» What the task asks: Each line of the data below that holds the word "water" is to be reported in full.

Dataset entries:

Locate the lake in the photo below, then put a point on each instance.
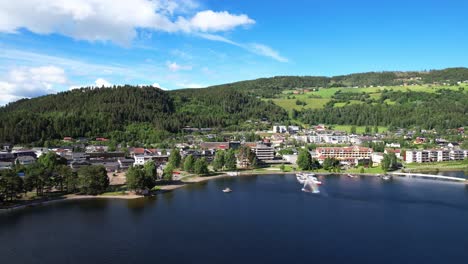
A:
(266, 219)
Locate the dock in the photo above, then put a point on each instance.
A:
(428, 176)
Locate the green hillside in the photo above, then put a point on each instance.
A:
(433, 99)
(115, 111)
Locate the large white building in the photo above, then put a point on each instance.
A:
(264, 152)
(434, 155)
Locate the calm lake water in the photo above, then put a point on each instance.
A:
(266, 219)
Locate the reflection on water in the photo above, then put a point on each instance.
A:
(266, 219)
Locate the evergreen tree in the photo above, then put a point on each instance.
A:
(230, 161)
(304, 160)
(92, 179)
(168, 172)
(189, 163)
(218, 162)
(175, 158)
(201, 166)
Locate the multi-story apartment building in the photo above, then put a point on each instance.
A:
(434, 155)
(264, 152)
(351, 155)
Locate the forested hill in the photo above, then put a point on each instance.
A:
(269, 87)
(102, 111)
(128, 113)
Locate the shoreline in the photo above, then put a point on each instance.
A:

» Written answer:
Locate the calm lake water in the photo above, then put a point on each instance.
Locate the reflection on water in the photo above, then put a point on each instance.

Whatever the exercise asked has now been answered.